Referring expression pointing data
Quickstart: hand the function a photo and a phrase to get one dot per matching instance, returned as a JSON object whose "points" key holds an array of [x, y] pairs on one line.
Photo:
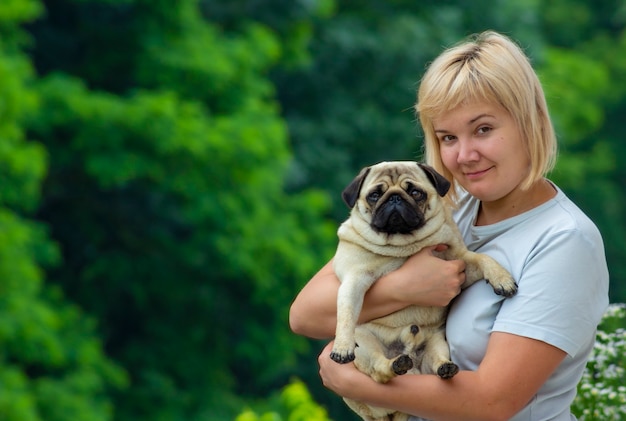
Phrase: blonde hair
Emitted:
{"points": [[488, 67]]}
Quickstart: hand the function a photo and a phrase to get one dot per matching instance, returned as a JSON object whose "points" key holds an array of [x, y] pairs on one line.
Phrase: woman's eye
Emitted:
{"points": [[447, 138], [483, 129]]}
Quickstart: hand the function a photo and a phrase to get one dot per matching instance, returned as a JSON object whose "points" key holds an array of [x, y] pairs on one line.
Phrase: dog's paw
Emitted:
{"points": [[506, 288], [447, 370], [402, 364], [342, 357], [502, 283]]}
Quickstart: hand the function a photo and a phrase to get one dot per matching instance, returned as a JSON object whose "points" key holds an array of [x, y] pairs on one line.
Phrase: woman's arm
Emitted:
{"points": [[424, 279], [511, 373]]}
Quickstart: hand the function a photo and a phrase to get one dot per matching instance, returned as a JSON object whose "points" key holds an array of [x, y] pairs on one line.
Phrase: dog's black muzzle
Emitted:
{"points": [[397, 216]]}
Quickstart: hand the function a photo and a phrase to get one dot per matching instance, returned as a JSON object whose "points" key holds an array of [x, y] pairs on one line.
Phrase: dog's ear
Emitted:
{"points": [[442, 185], [351, 192]]}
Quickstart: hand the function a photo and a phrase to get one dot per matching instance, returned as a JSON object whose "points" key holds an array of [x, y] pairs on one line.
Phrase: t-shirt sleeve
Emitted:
{"points": [[562, 292]]}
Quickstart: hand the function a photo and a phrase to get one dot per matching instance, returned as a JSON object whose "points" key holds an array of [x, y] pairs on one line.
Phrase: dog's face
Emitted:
{"points": [[396, 197]]}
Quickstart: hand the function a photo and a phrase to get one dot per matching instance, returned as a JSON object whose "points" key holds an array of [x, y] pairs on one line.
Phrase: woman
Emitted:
{"points": [[487, 129]]}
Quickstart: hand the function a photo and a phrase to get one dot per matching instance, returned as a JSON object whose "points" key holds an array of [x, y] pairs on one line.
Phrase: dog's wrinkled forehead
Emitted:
{"points": [[394, 173], [388, 176]]}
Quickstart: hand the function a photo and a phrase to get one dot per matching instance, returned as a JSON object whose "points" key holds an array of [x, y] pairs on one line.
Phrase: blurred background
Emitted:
{"points": [[170, 177]]}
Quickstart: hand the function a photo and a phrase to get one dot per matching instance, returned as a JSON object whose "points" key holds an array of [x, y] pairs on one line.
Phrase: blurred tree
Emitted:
{"points": [[352, 106], [52, 366], [165, 193], [584, 78]]}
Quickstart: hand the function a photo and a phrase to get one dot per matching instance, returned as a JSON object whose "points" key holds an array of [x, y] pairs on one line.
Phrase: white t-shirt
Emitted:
{"points": [[556, 255]]}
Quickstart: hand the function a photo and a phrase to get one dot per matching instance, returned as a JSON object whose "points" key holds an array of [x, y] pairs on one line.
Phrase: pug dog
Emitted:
{"points": [[397, 209]]}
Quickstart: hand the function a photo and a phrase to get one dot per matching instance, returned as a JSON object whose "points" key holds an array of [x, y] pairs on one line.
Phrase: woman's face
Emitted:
{"points": [[483, 149]]}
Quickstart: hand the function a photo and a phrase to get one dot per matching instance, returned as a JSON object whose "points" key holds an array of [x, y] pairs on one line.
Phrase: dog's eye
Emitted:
{"points": [[417, 194], [373, 197]]}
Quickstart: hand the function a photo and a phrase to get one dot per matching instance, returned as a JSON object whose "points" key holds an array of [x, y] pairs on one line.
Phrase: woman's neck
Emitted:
{"points": [[515, 203]]}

-- EXERCISE DETAILS --
Without including any images, output the data exactly as given.

-- OUTPUT BELOW --
Quickstart: hand the function a photo and a phrase to get one dot per matching instance, returned as a JSON object whose "points" key holds an array of [x, y] pairs on one line.
Photo:
Phrase: blonde hair
Emitted:
{"points": [[488, 67]]}
Quickstart: hand the function a photo and a phrase to get one dot per matching instance, returned as a JSON object whose "points" key holds an array of [x, y] pairs on one line.
Phrase: woman's eye
Emitted:
{"points": [[447, 138], [483, 129]]}
Quickstart: hand the function a photo and a phrase to get one dot per matching instance, returned as a JSON object whose "points" key holds an array of [x, y] pairs on one line.
Phrase: dog's paw
Emitted:
{"points": [[506, 288], [447, 370], [402, 364], [342, 357], [502, 283]]}
Quickstart: hand the function a photo and a phrase to get one dot per matching instance, returned as a JSON object whose "points" key holds an array of [x, y] pairs on one line.
Phrase: woman's arm
Emitted:
{"points": [[424, 279], [511, 373]]}
Quickstart: hand the function a photo and a phrase to get one dot per matching instance, returned as a JSON object whose "points" key holds an array of [x, y] pairs on one line.
Phrase: dog's black muzzle
Emitted:
{"points": [[397, 216]]}
Quickstart: hand the function a photo and a phrase to get one dot per matching instance, returned as a JSON object whose "points" key holds an array of [x, y] pairs on one line.
Phrase: dog's ear
Emitted:
{"points": [[442, 185], [351, 192]]}
Quickstart: hand the function a photo and a phrase to get one dot per matching instance, returned as a JSON object whose "points" key holds an array of [x, y] pairs on one line.
Phrase: t-shirt sleeve
Emitted:
{"points": [[562, 292]]}
Quickstart: hand the function a photo and a phrase to get one dot per matching instance, returned as a JSON object whose "points" key holds an array of [x, y] pairs on one line.
Phrase: dog's face
Emitted:
{"points": [[396, 197]]}
Quickstart: hand the function a photo and a phrase to get one dot per matching instance, returned as a JSON object whose "points" key holds an array of [x, y] pairs on one line.
Phrase: woman
Emitted:
{"points": [[487, 129]]}
Quickstart: hand the function a photo and a phrase to get one dot per matching instance, returned as a JSON object whose "points" key holds an array of [x, y] pairs on one line.
Phrase: dog's wrinkled forehead
Emitted:
{"points": [[394, 173], [388, 176]]}
Quickstart: hand the function a photo and a phrase to get one dot per matching instance, returned as a JSON object whose "points" key holds an array of [x, y] pairs on one line.
Phrase: blurred background
Emitted:
{"points": [[170, 177]]}
Quickstart: hand the function a photo and a phrase to get one dot per matching instance, returned as a JSON object whose "points" key holds an array of [x, y] pairs on one line.
Phrase: blurred tree
Emitted:
{"points": [[352, 106], [52, 366], [165, 193], [584, 78]]}
Quickstart: hand the function a photo and a phrase to get one dot per matching instance, returned as a JSON object whose "points" key holds an array of [x, y] pairs on one line.
Phrase: white t-shirt
Emitted:
{"points": [[556, 255]]}
Quickstart: hand the function a photo and a phrase to get one dot per matching instance, returned as a JSON object whose "points" key holds an array of [x, y] pairs on one line.
Phrase: pug dog
Emitted:
{"points": [[397, 209]]}
Quickstart: hand the function a photo and a phrase to get one dot per matching instance, returned as a JSON object whose "points" key holds an array of [x, y] pairs on one line.
Phrase: woman's face
Emitted:
{"points": [[483, 149]]}
Quickstart: hand the function a photo and a phrase to get one dot per matching instance, returned as a JSON object whose "points" key holds an array of [x, y] pairs on one line.
Phrase: dog's eye
Emitted:
{"points": [[417, 194], [373, 197]]}
Quickstart: hand the function a photo and a phrase to get one dot per matching instance, returned as a JSON object whose "points" key holds an array of [x, y] pairs on one line.
Phrase: woman's neck
Emitted:
{"points": [[515, 203]]}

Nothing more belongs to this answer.